### What you need to do
Reproduce exactly the lines from the one containing "Please drop a marker on the reflective" through the end of the entries, including both. Drop the pictures.
* BEGIN Data to process *
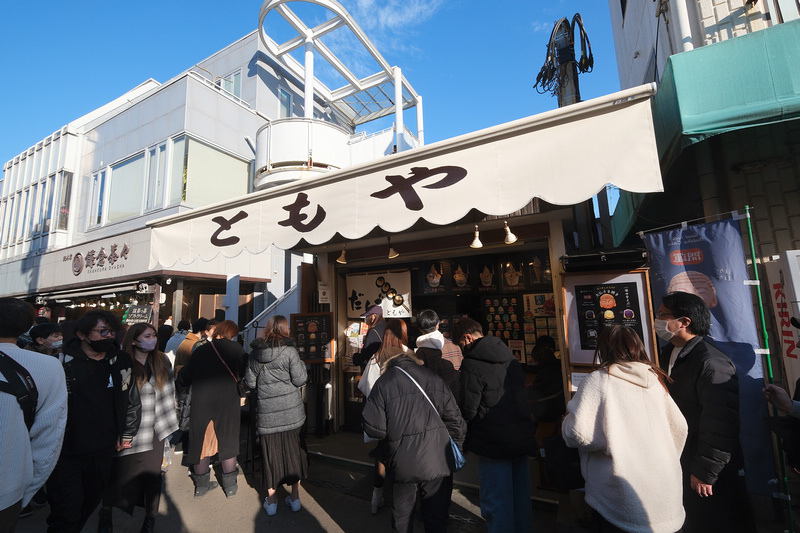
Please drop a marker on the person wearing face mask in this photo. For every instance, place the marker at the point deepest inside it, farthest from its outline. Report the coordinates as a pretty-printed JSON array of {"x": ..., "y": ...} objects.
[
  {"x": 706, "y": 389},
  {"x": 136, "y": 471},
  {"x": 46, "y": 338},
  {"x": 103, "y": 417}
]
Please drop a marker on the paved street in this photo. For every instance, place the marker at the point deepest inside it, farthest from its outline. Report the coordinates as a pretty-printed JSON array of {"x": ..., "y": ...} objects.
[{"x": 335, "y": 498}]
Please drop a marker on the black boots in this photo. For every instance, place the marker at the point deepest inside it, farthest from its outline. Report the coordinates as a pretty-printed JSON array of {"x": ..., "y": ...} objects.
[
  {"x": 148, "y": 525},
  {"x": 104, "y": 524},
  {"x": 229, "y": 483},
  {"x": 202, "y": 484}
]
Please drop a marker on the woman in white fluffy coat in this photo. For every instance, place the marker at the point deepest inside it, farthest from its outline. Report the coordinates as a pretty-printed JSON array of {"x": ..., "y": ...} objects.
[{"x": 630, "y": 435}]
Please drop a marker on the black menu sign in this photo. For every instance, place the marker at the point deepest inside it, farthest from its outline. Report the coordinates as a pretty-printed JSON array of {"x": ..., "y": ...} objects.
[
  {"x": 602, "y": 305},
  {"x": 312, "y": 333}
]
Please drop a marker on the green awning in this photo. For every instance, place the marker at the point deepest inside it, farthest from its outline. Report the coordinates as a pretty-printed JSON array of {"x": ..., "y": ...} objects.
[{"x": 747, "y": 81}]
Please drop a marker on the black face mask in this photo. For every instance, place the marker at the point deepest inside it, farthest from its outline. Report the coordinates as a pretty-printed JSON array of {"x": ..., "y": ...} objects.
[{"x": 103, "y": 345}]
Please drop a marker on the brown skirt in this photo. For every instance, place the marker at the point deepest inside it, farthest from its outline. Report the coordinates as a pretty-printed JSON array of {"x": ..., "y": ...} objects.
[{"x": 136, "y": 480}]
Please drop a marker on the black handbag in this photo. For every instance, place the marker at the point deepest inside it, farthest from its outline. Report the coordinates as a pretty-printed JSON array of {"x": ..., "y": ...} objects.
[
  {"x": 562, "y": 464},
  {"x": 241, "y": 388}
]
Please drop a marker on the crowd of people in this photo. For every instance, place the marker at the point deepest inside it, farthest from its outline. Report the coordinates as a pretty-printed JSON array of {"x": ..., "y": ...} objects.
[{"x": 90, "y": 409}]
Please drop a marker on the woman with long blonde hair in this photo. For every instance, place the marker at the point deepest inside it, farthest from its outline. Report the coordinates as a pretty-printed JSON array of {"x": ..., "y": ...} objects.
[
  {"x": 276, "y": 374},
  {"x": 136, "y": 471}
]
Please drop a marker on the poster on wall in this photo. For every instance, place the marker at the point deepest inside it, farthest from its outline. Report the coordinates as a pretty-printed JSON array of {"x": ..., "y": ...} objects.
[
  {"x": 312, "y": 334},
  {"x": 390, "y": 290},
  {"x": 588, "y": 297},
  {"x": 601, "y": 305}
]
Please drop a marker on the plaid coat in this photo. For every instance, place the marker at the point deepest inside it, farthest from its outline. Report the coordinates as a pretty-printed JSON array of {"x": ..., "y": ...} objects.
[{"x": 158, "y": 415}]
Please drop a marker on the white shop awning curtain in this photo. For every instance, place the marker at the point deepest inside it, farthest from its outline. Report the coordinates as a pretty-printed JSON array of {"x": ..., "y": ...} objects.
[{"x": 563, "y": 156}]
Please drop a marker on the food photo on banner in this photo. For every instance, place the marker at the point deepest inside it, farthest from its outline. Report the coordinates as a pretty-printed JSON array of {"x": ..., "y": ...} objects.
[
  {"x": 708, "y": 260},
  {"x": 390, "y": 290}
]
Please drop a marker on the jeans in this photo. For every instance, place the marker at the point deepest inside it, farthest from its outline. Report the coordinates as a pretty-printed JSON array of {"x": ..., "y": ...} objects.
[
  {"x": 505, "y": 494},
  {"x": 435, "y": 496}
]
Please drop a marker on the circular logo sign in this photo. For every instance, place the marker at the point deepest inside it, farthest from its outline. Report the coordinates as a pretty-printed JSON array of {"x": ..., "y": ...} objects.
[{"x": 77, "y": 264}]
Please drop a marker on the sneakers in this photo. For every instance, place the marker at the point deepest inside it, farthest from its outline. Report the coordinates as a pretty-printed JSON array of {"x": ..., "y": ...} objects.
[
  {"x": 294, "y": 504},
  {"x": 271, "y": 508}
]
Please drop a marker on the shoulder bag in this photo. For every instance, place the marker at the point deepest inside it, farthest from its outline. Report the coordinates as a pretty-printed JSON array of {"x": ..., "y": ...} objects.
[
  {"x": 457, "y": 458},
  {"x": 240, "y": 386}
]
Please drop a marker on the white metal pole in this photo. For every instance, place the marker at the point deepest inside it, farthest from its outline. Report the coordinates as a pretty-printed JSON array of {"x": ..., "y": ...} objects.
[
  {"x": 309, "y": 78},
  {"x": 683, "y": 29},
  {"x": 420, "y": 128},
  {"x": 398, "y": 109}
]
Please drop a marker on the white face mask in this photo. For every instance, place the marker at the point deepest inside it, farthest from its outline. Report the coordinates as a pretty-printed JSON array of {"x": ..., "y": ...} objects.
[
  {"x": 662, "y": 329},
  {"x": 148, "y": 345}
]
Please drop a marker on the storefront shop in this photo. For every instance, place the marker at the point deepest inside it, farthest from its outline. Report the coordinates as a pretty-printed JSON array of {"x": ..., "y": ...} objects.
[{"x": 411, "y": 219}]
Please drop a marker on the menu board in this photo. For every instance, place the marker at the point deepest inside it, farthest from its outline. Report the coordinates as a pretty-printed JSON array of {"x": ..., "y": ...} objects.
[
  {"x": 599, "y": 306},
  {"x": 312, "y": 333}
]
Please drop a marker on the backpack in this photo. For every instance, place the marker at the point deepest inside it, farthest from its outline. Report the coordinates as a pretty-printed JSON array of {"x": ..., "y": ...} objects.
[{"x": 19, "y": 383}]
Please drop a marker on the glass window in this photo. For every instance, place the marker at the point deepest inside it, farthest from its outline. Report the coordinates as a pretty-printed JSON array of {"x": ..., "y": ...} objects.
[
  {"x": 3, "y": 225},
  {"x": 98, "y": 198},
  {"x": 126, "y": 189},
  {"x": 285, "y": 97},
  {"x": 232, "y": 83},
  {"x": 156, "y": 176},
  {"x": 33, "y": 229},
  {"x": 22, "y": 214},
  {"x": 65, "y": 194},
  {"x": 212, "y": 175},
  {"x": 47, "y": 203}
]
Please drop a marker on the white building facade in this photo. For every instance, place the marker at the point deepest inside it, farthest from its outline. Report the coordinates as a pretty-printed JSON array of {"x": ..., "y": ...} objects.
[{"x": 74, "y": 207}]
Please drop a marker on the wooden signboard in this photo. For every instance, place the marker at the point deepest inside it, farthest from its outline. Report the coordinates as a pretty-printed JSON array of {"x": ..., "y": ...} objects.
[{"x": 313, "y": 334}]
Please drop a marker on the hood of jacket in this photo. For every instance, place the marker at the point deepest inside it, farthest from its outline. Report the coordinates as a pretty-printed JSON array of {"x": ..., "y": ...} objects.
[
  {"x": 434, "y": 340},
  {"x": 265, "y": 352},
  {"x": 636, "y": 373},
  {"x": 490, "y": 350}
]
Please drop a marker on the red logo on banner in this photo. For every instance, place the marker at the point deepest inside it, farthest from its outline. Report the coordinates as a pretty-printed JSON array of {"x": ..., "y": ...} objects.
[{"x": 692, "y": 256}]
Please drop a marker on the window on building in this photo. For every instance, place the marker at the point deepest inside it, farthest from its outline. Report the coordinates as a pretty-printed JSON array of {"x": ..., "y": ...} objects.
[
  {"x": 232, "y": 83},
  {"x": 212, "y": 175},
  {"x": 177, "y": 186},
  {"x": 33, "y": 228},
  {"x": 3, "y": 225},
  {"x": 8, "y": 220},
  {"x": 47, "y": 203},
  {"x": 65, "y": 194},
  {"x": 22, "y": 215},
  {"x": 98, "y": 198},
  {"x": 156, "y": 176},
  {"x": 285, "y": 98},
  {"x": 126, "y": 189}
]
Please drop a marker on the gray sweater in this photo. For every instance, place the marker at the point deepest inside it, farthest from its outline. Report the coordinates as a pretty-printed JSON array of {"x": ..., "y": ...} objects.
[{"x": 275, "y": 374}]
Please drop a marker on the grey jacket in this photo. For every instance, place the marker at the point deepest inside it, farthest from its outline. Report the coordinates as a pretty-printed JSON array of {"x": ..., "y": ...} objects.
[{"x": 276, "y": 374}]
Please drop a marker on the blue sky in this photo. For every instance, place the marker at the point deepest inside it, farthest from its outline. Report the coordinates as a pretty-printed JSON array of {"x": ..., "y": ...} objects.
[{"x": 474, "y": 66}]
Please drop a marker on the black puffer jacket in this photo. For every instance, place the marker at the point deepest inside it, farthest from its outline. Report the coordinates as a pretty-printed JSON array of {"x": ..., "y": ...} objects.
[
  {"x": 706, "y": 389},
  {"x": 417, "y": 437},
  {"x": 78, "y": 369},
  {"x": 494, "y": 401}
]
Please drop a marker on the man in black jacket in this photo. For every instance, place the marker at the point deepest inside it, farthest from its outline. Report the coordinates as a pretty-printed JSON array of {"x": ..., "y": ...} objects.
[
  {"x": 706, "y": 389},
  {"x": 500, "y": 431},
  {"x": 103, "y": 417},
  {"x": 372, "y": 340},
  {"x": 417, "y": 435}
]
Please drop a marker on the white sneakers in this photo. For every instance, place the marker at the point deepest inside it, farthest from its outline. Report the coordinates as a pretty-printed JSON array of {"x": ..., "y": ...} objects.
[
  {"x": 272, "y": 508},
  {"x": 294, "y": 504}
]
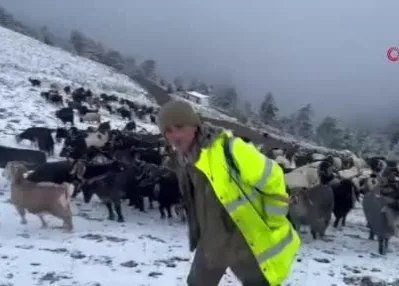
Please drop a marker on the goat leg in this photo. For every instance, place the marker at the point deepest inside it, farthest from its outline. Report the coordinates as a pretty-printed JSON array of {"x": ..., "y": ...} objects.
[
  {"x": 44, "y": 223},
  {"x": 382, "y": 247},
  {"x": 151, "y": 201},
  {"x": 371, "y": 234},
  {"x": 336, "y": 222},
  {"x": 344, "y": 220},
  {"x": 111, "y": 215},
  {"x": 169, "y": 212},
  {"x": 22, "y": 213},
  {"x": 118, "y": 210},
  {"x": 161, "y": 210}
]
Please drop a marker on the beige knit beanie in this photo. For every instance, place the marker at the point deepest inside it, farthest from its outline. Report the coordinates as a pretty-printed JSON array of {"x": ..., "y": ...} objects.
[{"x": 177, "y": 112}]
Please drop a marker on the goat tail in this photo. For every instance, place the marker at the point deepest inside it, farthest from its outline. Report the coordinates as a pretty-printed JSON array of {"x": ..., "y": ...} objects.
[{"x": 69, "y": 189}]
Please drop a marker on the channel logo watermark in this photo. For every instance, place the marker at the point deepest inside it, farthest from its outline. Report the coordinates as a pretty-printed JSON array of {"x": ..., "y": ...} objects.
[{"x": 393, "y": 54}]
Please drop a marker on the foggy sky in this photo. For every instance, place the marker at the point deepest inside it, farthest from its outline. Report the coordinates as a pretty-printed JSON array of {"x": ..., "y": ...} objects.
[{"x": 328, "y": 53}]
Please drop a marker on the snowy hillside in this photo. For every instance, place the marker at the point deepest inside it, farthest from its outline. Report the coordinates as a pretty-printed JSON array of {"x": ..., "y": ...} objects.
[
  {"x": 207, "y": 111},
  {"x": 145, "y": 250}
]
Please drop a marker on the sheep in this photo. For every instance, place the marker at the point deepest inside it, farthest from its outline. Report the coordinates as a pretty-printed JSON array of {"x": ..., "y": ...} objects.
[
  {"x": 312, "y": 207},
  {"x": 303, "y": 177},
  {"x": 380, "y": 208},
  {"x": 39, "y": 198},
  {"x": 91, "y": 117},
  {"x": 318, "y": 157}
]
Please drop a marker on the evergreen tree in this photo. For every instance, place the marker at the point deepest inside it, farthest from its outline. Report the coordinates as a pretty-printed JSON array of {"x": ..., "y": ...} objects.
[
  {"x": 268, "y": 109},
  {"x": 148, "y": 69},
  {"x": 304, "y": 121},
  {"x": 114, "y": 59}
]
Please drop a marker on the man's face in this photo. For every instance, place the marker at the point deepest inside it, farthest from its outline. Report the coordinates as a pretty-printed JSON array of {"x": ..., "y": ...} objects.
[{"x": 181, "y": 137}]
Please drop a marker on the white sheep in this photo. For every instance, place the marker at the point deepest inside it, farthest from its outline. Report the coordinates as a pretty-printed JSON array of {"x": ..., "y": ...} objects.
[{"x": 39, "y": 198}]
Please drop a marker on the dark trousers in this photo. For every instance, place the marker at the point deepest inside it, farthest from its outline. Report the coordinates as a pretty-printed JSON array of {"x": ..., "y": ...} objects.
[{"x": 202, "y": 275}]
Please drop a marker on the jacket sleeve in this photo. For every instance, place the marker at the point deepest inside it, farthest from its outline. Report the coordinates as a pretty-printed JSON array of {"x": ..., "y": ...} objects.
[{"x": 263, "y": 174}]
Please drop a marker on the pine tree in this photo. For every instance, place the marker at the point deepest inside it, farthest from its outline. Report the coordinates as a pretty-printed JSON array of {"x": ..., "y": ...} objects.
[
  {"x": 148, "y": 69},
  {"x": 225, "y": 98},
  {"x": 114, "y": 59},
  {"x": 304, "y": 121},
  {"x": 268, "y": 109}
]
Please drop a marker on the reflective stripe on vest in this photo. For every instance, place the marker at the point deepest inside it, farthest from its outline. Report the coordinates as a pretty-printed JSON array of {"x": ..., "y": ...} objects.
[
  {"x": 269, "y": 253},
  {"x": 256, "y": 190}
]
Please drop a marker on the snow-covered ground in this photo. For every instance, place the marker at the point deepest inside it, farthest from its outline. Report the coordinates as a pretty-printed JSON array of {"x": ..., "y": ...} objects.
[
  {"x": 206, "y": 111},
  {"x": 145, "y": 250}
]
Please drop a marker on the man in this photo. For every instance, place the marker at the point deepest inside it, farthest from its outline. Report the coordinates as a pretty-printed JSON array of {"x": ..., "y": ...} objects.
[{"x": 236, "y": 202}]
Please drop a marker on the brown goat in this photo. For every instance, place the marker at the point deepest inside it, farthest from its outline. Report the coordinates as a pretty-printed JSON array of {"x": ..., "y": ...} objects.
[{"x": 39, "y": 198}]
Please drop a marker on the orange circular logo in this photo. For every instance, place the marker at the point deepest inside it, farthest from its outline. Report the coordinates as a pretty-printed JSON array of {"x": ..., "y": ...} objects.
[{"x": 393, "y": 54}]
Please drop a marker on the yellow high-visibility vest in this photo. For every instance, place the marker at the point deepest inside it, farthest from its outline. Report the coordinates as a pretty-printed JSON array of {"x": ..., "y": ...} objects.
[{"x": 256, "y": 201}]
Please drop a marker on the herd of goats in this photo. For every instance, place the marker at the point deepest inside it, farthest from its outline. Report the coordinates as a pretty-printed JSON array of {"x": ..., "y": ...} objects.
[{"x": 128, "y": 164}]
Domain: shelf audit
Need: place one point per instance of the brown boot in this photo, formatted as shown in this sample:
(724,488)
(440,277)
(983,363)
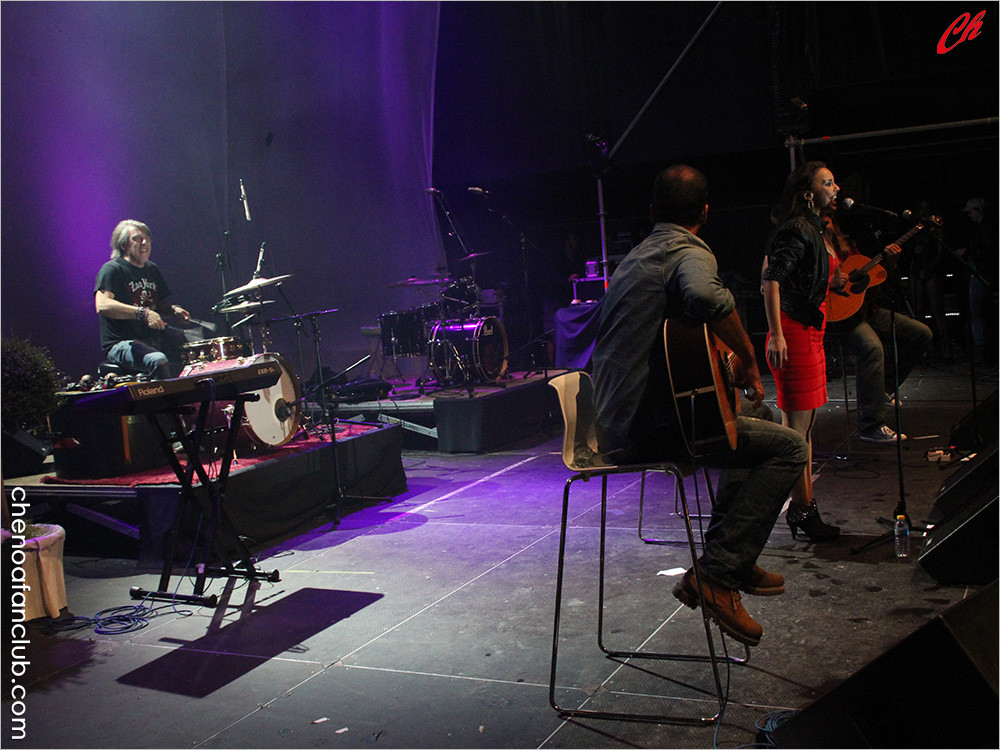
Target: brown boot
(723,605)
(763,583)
* END Data to process *
### In response
Please drop a marker on the reflective stripe on vest in this photo. For every instance, place the marker at the point deepest inside it, farthest from its outline. Report the coordinates as a pretty-printed JSON array of {"x": ..., "y": ...} objects.
[
  {"x": 269, "y": 253},
  {"x": 256, "y": 190}
]
Please drop a marker on the snow-covered ground in this photo. For every instance, place the marker at the point deepest inside it, farthest from its outline. Report the coordinates as a pretty-printed JSON array of {"x": ..., "y": ...} objects.
[
  {"x": 206, "y": 111},
  {"x": 145, "y": 250}
]
Please drop a marker on the man in this photo. For every instance, place the marker at the point deepest inside it, farthest from its outline. Report the coordinates as a pretty-printed JSON array of {"x": ..., "y": ...} objects.
[{"x": 236, "y": 202}]
Please drop a marker on the brown goat in this photo. For every instance, place the marker at the point deepest inside it, farthest from its outline. Report the coordinates as a pretty-printed JSON array of {"x": ..., "y": ...} objects.
[{"x": 39, "y": 198}]
Please drop a marker on the orange circular logo in this photo. For every instance, place the marker at the point deepest inside it, farthest from its outline. Report the coordinates as a pretty-printed JSON array of {"x": ..., "y": ...} objects.
[{"x": 393, "y": 54}]
Please drop a marker on the yellow high-visibility vest in this photo. For every instance, place the marker at the point deepest inside it, farthest from its outline. Report the coordinates as a pretty-printed JSON array of {"x": ..., "y": ...} objects.
[{"x": 256, "y": 201}]
Please drop a marker on the herd of goats in this photo. For every instance, place the marker at the point deepest inside it, farthest from its outline. Report the coordinates as a pretty-printed JSON array of {"x": ..., "y": ...} objects.
[{"x": 128, "y": 164}]
Domain: shelf audit
Need: place one point per instance of the brown boot in this photo, formatted as shown in this sample:
(724,488)
(440,277)
(983,363)
Target: brown boot
(723,605)
(763,583)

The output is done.